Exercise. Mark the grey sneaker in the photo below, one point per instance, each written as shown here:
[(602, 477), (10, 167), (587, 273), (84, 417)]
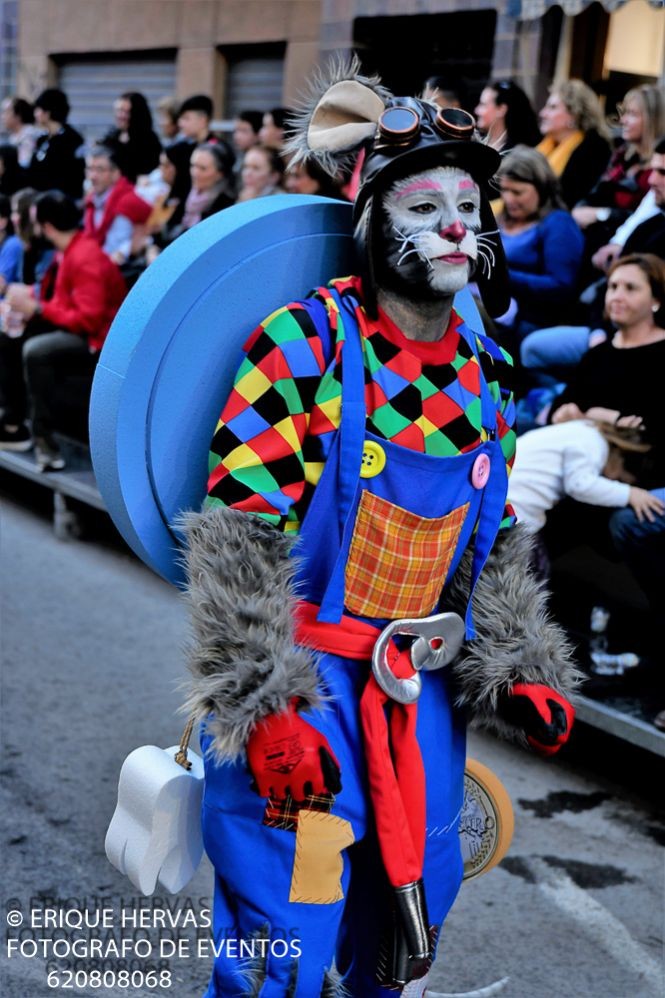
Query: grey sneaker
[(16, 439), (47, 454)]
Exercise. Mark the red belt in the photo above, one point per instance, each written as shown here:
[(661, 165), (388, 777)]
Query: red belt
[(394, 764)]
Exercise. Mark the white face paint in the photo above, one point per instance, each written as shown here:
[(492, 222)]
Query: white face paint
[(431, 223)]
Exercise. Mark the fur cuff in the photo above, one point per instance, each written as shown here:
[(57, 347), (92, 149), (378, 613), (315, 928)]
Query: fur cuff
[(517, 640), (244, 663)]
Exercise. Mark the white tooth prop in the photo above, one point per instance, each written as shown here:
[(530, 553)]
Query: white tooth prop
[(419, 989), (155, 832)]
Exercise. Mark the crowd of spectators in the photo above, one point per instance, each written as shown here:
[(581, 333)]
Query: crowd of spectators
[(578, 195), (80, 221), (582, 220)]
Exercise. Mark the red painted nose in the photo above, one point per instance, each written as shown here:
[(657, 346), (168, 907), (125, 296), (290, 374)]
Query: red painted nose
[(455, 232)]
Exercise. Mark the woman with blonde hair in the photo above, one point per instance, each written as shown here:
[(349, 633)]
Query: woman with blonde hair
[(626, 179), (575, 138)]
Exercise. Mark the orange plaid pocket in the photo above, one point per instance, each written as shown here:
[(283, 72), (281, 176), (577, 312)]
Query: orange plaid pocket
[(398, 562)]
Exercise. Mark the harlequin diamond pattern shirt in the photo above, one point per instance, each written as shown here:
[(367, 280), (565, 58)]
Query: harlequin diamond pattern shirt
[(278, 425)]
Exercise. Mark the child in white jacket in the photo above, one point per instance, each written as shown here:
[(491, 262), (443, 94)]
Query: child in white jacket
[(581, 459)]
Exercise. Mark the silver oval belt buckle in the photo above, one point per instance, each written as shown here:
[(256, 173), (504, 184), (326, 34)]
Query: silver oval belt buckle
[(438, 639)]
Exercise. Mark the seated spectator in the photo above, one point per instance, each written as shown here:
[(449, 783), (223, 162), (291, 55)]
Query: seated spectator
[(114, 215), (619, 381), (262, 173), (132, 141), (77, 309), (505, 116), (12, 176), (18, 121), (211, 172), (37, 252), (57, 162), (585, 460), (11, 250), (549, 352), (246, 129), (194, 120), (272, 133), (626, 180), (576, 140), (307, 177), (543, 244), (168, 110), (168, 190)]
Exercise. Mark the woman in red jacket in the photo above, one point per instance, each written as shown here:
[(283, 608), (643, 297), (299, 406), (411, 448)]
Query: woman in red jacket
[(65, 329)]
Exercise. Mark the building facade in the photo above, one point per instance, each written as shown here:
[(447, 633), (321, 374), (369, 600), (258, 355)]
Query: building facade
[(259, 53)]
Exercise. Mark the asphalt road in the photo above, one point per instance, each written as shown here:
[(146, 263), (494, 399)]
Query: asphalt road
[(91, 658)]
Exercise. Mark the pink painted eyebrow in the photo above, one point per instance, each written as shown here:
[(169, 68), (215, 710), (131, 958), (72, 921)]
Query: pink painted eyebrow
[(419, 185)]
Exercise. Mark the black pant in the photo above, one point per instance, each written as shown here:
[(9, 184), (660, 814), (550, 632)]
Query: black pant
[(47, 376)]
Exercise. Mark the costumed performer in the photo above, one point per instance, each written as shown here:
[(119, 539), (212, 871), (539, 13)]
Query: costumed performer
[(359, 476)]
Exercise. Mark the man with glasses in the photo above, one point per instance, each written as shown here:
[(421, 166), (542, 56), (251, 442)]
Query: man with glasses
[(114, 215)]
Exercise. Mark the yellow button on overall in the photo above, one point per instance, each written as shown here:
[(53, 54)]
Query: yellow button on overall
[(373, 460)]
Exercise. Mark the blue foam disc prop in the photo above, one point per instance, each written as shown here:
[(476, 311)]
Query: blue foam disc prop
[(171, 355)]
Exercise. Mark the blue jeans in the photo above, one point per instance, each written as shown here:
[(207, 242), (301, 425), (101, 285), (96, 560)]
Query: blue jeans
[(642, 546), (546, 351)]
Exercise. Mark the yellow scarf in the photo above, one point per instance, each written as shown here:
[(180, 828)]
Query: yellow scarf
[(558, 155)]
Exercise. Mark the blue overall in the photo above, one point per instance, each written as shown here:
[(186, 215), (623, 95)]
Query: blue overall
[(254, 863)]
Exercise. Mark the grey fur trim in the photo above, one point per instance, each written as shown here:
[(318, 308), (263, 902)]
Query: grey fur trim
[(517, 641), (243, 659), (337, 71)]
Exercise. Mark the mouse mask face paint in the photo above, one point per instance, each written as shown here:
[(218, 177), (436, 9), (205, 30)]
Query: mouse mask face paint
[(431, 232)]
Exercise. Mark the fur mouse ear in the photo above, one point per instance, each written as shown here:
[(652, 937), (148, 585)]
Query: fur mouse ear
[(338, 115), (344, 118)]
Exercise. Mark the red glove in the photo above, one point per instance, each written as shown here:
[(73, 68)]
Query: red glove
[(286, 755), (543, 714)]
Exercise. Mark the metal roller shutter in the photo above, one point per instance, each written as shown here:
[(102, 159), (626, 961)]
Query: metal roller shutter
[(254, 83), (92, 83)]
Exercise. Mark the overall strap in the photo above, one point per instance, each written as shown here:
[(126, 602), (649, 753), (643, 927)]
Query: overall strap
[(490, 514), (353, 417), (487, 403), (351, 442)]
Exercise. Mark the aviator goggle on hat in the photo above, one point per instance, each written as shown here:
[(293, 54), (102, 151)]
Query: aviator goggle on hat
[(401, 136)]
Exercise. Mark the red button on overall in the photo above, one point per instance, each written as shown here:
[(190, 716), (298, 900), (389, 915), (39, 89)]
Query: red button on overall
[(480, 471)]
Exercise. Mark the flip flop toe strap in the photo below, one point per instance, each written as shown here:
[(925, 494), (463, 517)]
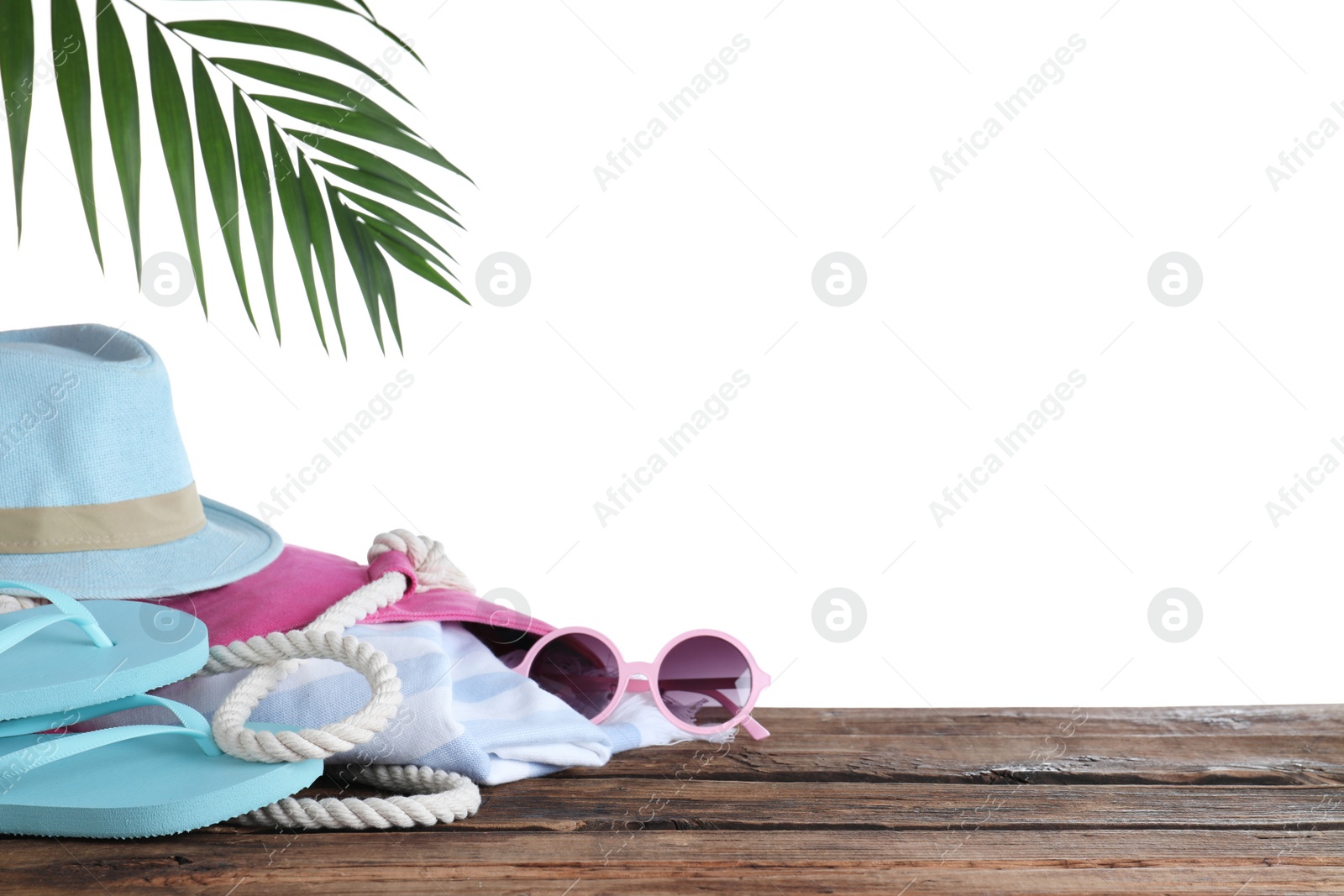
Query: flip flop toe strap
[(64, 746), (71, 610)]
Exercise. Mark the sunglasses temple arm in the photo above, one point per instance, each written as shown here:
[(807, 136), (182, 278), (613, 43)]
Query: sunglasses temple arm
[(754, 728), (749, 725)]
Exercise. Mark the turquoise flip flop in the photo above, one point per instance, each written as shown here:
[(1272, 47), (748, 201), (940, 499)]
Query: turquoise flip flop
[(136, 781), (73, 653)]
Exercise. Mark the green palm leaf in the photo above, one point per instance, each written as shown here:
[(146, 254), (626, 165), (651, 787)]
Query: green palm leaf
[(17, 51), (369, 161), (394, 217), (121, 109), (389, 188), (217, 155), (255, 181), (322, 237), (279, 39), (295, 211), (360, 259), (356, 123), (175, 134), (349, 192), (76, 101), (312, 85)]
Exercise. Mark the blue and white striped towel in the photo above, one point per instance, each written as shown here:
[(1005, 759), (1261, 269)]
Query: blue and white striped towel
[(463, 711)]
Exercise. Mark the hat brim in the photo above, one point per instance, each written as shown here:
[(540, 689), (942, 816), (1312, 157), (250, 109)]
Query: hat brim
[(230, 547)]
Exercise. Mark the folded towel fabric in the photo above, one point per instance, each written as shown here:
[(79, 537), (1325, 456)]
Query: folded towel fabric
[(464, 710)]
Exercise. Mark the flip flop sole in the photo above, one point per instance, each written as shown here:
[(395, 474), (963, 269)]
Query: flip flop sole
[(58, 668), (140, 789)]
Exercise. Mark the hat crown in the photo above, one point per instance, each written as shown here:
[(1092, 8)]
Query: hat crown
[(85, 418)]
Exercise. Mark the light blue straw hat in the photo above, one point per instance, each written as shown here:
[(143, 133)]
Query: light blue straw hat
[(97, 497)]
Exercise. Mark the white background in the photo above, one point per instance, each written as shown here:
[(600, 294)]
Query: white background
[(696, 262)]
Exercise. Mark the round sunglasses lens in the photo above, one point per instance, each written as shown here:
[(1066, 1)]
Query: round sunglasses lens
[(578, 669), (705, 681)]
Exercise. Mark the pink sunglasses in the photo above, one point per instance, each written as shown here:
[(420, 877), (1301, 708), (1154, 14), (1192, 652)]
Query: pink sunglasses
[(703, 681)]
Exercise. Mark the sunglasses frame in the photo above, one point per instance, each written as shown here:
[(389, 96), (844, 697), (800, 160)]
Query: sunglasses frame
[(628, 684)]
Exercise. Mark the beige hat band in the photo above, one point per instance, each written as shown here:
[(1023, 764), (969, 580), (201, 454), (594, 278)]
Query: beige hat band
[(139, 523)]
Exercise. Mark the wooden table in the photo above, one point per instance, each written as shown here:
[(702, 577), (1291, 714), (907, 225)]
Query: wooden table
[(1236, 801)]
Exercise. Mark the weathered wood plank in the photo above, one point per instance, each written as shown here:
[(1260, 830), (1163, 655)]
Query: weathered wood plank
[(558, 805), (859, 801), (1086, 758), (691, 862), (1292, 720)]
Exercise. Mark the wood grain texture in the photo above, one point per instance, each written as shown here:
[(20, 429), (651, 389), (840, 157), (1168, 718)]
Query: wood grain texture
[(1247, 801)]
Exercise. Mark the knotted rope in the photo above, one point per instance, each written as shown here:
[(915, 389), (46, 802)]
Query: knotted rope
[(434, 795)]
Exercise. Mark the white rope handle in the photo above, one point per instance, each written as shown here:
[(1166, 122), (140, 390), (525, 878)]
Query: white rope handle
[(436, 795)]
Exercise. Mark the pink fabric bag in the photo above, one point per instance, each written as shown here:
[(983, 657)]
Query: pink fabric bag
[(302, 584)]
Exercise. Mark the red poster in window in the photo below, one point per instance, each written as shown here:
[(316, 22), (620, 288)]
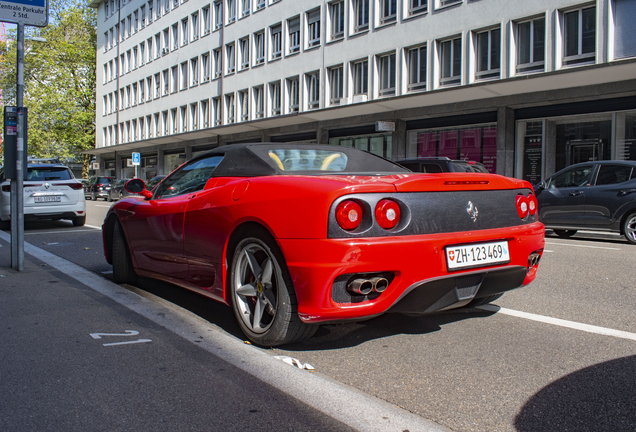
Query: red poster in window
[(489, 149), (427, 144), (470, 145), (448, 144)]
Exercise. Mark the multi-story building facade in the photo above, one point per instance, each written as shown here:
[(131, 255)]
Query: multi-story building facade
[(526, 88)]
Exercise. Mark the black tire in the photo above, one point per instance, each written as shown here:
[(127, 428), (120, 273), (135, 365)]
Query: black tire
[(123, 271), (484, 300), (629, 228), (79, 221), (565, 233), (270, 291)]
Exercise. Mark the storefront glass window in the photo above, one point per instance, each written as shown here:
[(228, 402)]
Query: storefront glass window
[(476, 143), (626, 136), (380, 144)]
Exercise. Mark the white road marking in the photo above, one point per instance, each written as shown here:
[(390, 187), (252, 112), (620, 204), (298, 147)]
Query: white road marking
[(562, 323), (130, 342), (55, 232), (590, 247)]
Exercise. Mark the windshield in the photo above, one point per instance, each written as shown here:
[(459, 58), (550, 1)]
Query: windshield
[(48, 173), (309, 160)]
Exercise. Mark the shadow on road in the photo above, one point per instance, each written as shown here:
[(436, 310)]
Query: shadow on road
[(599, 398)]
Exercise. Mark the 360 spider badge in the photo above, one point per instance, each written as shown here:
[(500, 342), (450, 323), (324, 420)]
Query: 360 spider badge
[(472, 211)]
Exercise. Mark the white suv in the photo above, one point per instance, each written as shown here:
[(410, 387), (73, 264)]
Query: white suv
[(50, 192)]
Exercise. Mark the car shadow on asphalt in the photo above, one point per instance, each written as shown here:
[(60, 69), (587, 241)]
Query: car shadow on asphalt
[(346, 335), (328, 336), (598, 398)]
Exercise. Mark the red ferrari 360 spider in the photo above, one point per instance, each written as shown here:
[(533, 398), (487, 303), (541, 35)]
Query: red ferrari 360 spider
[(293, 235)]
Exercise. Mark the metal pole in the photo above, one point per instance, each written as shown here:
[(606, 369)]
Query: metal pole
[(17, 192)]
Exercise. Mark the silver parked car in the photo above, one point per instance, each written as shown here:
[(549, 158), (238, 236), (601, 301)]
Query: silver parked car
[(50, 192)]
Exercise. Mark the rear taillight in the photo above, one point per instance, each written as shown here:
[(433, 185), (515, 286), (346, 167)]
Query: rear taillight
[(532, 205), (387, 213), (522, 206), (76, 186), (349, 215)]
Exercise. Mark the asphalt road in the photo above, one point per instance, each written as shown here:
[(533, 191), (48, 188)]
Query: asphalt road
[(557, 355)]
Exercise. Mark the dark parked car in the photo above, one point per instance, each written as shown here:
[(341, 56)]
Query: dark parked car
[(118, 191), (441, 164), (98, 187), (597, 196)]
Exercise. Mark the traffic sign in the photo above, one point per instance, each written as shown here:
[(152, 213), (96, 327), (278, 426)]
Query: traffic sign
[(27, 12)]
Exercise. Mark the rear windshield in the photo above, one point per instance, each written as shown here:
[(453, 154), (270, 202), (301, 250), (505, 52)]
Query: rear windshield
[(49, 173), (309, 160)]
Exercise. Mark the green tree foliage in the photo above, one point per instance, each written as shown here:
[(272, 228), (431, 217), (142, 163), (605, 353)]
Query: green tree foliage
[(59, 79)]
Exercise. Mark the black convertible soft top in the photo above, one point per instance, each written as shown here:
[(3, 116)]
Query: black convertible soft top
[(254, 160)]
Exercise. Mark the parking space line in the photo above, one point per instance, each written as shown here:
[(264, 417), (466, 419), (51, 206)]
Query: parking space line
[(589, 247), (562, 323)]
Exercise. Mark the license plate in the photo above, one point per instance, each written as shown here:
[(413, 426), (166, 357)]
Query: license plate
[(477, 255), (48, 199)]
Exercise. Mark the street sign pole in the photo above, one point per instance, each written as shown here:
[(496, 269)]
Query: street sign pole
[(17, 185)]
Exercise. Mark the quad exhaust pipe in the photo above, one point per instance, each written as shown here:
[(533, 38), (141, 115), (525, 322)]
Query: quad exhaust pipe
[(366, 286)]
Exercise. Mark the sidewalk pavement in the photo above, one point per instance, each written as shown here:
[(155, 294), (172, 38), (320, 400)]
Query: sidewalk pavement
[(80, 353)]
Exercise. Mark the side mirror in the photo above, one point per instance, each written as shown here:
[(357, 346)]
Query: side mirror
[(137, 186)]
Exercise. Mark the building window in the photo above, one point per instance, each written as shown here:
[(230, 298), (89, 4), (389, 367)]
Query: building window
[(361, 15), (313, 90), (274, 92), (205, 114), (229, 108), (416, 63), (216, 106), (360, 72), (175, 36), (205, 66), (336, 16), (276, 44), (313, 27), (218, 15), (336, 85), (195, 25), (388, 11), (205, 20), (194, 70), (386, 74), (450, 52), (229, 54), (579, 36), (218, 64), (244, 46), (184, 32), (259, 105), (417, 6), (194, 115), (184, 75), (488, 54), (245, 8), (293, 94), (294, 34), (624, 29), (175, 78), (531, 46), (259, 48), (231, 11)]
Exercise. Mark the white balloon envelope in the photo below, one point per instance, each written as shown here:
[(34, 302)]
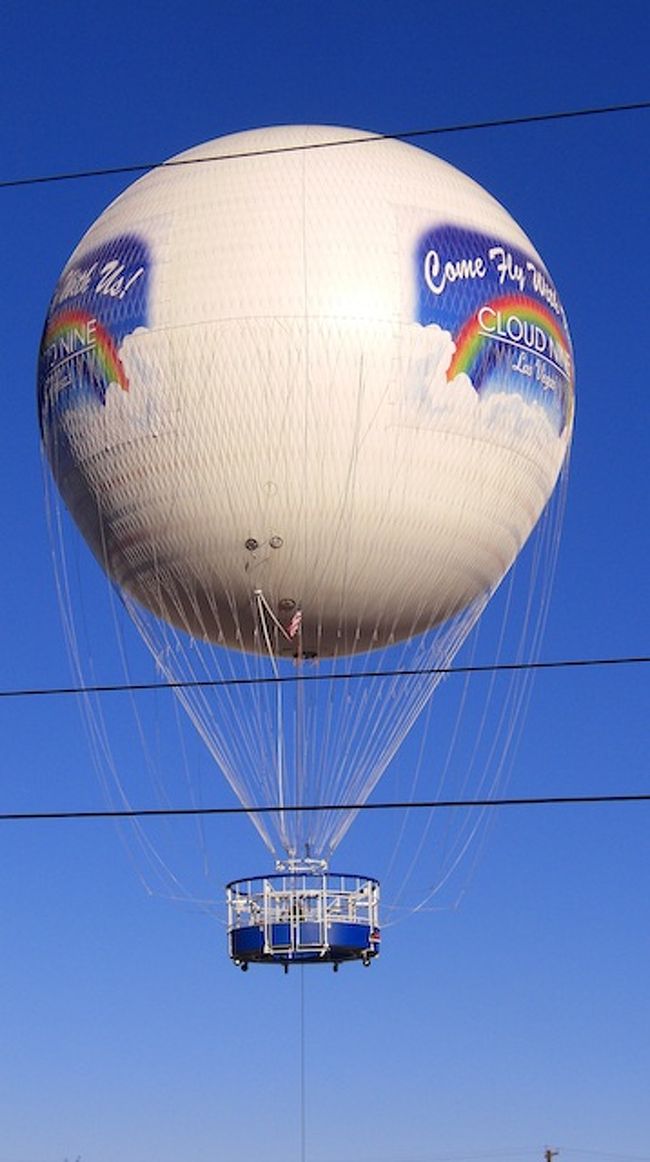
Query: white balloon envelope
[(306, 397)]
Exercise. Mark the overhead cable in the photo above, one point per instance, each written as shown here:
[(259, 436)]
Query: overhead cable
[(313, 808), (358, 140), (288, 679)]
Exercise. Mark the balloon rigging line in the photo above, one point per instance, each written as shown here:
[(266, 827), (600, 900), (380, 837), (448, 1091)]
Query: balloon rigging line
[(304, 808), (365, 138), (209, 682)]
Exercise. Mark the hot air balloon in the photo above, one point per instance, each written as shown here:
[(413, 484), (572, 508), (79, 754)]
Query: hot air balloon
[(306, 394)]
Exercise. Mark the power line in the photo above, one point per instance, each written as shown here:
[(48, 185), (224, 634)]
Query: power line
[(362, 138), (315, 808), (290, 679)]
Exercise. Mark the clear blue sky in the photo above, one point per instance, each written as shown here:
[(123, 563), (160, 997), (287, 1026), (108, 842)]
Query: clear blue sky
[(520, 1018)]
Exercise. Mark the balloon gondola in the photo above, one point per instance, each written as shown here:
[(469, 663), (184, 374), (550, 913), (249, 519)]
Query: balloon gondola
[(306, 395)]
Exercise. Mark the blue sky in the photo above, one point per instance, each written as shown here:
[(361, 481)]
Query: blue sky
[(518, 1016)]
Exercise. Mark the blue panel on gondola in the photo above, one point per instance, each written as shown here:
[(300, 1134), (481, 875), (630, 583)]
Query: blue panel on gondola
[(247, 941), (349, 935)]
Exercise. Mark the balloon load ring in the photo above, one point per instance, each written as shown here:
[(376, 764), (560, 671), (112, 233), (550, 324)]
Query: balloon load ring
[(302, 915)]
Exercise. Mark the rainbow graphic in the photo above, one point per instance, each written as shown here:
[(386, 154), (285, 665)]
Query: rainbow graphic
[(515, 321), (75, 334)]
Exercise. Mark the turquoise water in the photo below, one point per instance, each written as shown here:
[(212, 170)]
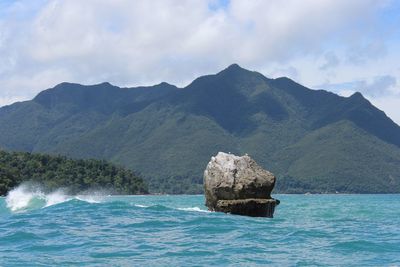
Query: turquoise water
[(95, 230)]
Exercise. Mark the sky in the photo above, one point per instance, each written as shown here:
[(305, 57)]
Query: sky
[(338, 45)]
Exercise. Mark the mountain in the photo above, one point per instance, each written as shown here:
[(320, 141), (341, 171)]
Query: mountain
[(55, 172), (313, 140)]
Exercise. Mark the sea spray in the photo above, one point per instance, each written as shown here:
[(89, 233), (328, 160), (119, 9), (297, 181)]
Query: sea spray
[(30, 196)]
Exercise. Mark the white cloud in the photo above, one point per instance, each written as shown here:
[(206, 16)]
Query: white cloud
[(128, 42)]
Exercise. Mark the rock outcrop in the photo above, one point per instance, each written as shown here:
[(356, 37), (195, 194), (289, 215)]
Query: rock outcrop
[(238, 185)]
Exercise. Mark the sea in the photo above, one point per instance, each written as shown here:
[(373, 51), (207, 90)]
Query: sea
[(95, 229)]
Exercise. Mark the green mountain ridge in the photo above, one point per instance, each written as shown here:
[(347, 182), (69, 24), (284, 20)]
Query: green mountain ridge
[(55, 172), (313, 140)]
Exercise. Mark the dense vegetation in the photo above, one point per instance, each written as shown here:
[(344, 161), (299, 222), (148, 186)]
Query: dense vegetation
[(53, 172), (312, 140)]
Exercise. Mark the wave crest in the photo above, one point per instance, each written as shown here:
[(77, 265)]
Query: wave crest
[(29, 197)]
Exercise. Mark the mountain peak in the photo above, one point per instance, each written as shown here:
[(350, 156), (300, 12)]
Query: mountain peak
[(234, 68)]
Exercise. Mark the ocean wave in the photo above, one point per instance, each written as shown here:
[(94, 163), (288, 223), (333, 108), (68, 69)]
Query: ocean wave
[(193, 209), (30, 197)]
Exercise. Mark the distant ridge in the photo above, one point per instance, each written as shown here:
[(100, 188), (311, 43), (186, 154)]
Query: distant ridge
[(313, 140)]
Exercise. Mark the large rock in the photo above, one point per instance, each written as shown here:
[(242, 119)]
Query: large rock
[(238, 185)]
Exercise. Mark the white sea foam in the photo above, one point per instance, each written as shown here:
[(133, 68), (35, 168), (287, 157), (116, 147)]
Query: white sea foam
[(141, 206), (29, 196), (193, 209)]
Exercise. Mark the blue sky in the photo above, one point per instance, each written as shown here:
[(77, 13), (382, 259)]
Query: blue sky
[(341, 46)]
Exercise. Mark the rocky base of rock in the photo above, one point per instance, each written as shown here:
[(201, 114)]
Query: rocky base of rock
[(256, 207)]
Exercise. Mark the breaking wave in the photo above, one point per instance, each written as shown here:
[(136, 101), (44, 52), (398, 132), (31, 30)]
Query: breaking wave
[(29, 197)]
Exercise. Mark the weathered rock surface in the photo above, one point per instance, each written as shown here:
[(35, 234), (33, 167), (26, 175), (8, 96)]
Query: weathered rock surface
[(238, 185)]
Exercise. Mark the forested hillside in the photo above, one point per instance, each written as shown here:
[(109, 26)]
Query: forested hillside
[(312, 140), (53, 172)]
────────
## WHAT THIS TASK INVOLVES
Print the listing from its first line up to and including the line that contains "[(517, 640), (244, 663)]", reproducing each line exactly and leaving out the pictures.

## EXERCISE SOLUTION
Exercise. Mark the grey sneaker in the photo below, one point per instance, each written as shown here:
[(602, 477), (10, 167), (587, 273), (84, 417)]
Query: grey sneaker
[(16, 439), (47, 454)]
Exercise. Mark the red belt in the photo above, one point per instance, each written as shown here:
[(661, 165), (388, 777)]
Query: red belt
[(394, 764)]
Exercise. Mark the white face paint in the photo above, one point per instance, each written as shown here:
[(492, 222)]
Query: white face paint
[(431, 223)]
Exercise. Mark the fur cuff in the photo above, one point per instance, each written as shown here:
[(57, 347), (92, 149), (378, 613), (315, 928)]
Query: fur cuff
[(517, 640), (244, 663)]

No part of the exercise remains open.